--- Exercise instructions ---
A: Please summarize the text below on Haiti after the Duvaliers in two sentences.
B: List every change that, according to the text below on Haiti after the Duvaliers, "the ousting of Baby Doc" brought to the political landscape.

Last month marked the 35th anniversary of the end of the Duvaliers’ autocratic rule of Haiti and the beginning of the country’s failed attempts at democracy. A sizable portion of Haiti’s adults has no or little recollection of the Duvaliers’ brutal ruling of the country; yet its familiarity with political stability, economic development, and democratic principles is still rudimentary. Between the triumphant wave of February 7, 1986 and the flurry of protests surrounding February 7, 2021, the framework from which politics conduct business in the country has barely changed.

The ousting of Baby Doc did bring about a few changes to the political landscape: the 1987 Constitution, the return of the red and blue flag, and the irregular cycle of elections punctuated by senseless coups and/or interim governments. Nonetheless, the fundamentals of a nascent democracy were never mapped out. As it turns out, a viable democracy requires—among other things— an institutional architecture, a system of checks and balance, and guaranteed individual rights. This is a tedious process that is sustained through a slow but steady socialization into the notions of rights, duties, civil liberties, and equality.

While the concept of democracy appeared palatable and even attainable to Haitians in the wake of Baby Doc’s departure from the country, Haitians have not been able to turn the tide towards a more equitable and democratic country. Left reeling from the traumas of colonization and decades of man-made and natural disasters, their battles for mere survival in the short-term are fought at the expense of long-term development. Haiti’s persistent downward spiral can be attributed to several factors—some internal and some external. There have been a plethora of books and opinion pieces on the external factors that are associated with the country’s shortcomings, but few have looked at the intrinsic factors that have—directly or indirectly— played a role in the process. With these series of pieces, we intend to examine some of those intrinsic factors.

Indeed, 35 years ago, Haitians found themselves on the threshold of a new era. Having lived through 28 years of dictatorship, they woke up one fine morning and found themselves “free.” After months of demonstrations against the dire conditions in which the majority of poor Haitians lived and the oppression to which they were subjected from the regime’s zealots, they woke up to celebrate their “second independence.”

--- Given data ---
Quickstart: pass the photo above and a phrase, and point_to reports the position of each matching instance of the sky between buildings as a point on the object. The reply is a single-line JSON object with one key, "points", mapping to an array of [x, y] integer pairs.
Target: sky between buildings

--- Answers to the tasks ---
A: Thirty-five years after the end of the Duvaliers' rule, Haiti's attempts at democracy have failed and its political framework has barely changed, because the ousting of Baby Doc brought only a few changes and never mapped out the fundamentals of a democracy. Noting that the country's downward spiral has both internal and external causes, the text announces a series of pieces that will examine the intrinsic factors, which few have looked at.

B:
- The 1987 Constitution
- The return of the red and blue flag
- The irregular cycle of elections punctuated by senseless coups and/or interim governments